┏━━
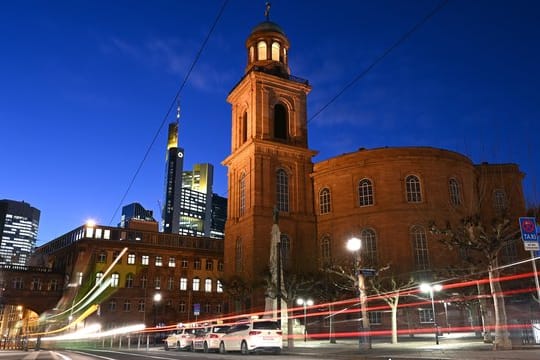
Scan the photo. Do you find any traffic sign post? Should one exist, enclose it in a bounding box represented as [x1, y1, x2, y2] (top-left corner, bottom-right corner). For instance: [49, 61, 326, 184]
[519, 217, 540, 303]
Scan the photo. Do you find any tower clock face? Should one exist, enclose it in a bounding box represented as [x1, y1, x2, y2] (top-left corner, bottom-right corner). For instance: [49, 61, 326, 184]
[178, 151, 184, 158]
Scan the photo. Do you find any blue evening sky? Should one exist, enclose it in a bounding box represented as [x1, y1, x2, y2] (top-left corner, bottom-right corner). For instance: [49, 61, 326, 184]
[1, 0, 538, 244]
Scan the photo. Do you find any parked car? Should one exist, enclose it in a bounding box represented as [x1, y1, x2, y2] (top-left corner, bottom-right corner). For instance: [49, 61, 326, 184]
[192, 324, 231, 352]
[219, 319, 282, 355]
[163, 325, 205, 351]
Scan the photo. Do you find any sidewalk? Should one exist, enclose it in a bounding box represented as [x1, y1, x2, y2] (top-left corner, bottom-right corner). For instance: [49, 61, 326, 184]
[283, 333, 540, 359]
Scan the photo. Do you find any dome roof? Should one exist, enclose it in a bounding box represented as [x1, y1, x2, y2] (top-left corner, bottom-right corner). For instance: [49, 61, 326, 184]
[250, 21, 286, 36]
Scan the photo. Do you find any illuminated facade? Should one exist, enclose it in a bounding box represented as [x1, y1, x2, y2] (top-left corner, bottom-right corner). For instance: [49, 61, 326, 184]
[0, 199, 40, 266]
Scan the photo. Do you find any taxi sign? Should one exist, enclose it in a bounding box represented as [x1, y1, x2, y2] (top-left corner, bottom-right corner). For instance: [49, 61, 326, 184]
[519, 217, 539, 251]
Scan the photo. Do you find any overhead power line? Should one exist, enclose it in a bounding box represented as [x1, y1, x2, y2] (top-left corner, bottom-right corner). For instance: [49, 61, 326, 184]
[108, 0, 230, 225]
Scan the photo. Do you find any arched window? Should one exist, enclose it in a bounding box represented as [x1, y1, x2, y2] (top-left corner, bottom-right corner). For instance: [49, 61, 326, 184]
[321, 236, 331, 264]
[242, 112, 248, 143]
[273, 104, 287, 140]
[280, 234, 290, 268]
[319, 188, 331, 214]
[235, 237, 243, 273]
[271, 42, 280, 61]
[361, 228, 377, 266]
[276, 169, 289, 212]
[411, 226, 429, 270]
[239, 172, 246, 216]
[257, 41, 267, 60]
[111, 273, 120, 288]
[406, 175, 422, 203]
[358, 179, 374, 206]
[125, 273, 134, 288]
[448, 178, 461, 206]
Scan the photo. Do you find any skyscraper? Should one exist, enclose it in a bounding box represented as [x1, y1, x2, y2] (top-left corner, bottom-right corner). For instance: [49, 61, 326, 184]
[0, 199, 40, 265]
[162, 106, 185, 234]
[179, 163, 214, 237]
[119, 202, 156, 228]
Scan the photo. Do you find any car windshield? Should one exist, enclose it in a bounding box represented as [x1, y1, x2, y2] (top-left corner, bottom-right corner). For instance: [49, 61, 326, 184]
[213, 325, 230, 333]
[253, 321, 279, 330]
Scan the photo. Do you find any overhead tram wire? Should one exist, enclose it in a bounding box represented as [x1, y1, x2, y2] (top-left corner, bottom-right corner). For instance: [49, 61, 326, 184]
[308, 0, 450, 124]
[108, 0, 230, 226]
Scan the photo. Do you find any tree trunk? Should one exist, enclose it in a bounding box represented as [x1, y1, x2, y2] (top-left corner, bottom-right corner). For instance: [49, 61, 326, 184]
[488, 263, 512, 350]
[391, 302, 398, 344]
[477, 282, 492, 343]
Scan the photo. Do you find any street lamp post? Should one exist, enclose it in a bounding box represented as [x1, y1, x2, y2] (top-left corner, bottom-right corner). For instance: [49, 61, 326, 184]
[346, 237, 371, 350]
[420, 283, 442, 345]
[153, 292, 162, 327]
[296, 298, 313, 342]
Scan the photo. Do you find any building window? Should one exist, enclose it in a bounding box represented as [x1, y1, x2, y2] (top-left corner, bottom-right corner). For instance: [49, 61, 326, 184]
[239, 172, 246, 216]
[369, 311, 382, 325]
[204, 302, 211, 313]
[48, 279, 58, 291]
[205, 278, 212, 292]
[218, 261, 224, 272]
[168, 257, 176, 267]
[111, 273, 120, 288]
[321, 236, 331, 264]
[235, 237, 243, 273]
[31, 278, 41, 291]
[406, 175, 422, 203]
[276, 169, 289, 212]
[493, 189, 507, 210]
[112, 251, 121, 264]
[127, 253, 136, 265]
[108, 299, 117, 312]
[140, 275, 147, 289]
[319, 188, 331, 214]
[217, 280, 223, 293]
[242, 112, 248, 143]
[154, 276, 161, 290]
[125, 273, 134, 288]
[138, 300, 145, 312]
[411, 225, 429, 270]
[97, 252, 107, 263]
[257, 40, 267, 60]
[419, 308, 434, 323]
[361, 228, 378, 267]
[194, 258, 201, 270]
[96, 272, 104, 284]
[358, 178, 374, 206]
[271, 41, 280, 61]
[141, 255, 149, 265]
[180, 277, 187, 291]
[448, 178, 461, 206]
[206, 259, 213, 271]
[181, 258, 188, 268]
[274, 104, 287, 140]
[167, 276, 174, 290]
[123, 300, 131, 312]
[179, 301, 186, 313]
[193, 278, 200, 291]
[155, 256, 163, 267]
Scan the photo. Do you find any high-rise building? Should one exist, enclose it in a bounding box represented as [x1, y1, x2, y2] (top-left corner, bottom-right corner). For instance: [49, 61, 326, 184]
[179, 163, 214, 237]
[119, 202, 156, 228]
[0, 199, 40, 266]
[210, 193, 227, 239]
[162, 110, 185, 234]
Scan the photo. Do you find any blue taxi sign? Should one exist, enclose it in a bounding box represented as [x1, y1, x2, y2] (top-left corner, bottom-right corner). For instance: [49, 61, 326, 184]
[519, 217, 539, 251]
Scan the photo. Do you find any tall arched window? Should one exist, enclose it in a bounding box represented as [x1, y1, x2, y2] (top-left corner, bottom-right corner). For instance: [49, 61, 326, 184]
[235, 237, 243, 273]
[411, 225, 429, 270]
[448, 178, 461, 206]
[361, 228, 377, 266]
[321, 236, 331, 264]
[406, 175, 422, 203]
[257, 41, 267, 60]
[319, 188, 331, 214]
[242, 112, 248, 143]
[358, 179, 374, 206]
[274, 104, 287, 140]
[276, 169, 289, 212]
[271, 42, 280, 61]
[239, 172, 246, 216]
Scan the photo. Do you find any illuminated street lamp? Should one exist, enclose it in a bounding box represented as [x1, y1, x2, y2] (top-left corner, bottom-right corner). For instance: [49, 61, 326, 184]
[296, 298, 314, 342]
[420, 283, 443, 345]
[153, 293, 162, 327]
[346, 237, 371, 350]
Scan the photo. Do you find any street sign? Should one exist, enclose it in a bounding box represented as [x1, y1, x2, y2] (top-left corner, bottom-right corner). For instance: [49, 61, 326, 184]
[535, 225, 540, 258]
[519, 217, 539, 251]
[361, 268, 377, 277]
[193, 303, 200, 316]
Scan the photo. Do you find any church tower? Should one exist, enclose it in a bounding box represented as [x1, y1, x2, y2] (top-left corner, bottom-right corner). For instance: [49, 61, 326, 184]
[222, 8, 318, 312]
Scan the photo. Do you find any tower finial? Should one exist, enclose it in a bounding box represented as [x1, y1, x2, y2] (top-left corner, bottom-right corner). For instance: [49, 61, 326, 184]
[264, 1, 271, 21]
[176, 101, 180, 125]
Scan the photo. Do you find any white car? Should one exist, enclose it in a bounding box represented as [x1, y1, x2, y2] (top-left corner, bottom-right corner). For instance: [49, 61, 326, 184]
[192, 324, 231, 352]
[163, 326, 205, 351]
[219, 319, 282, 355]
┗━━
» Work instruction:
From the line holding "Scan the photo. Do you find any street sign?" down to the final line above, copy each line exactly, and leave out everything before it.

» Solution:
Scan the photo. Do you find any street sign? Should one exist, enclose it in a bounding box represented as [x1, y1, x2, y2] (top-left corner, bottom-right corner). For instance: [49, 61, 326, 184]
[535, 225, 540, 258]
[519, 217, 539, 251]
[361, 268, 377, 277]
[193, 303, 200, 316]
Scan the photo. Do you find any church tower? Should one exist, enclose it in a bounding box represented as [x1, y1, x2, y2] (top-left corner, bottom-right corner). For instance: [49, 61, 326, 184]
[222, 8, 318, 312]
Scan the photo. Do you find any tower finial? Should one exist, enclose it in a bounding box represented as [x1, y1, x2, y2] (top-left corner, bottom-right corner). For instance: [49, 61, 326, 184]
[264, 1, 271, 21]
[176, 101, 180, 125]
Scan the photo. Do you find any white car? Should one exist, enclose it in a bounding box represented as [x1, y1, x2, y2] (top-left corner, bottom-right corner). For instance: [49, 61, 326, 184]
[192, 324, 231, 352]
[163, 326, 205, 351]
[219, 319, 282, 355]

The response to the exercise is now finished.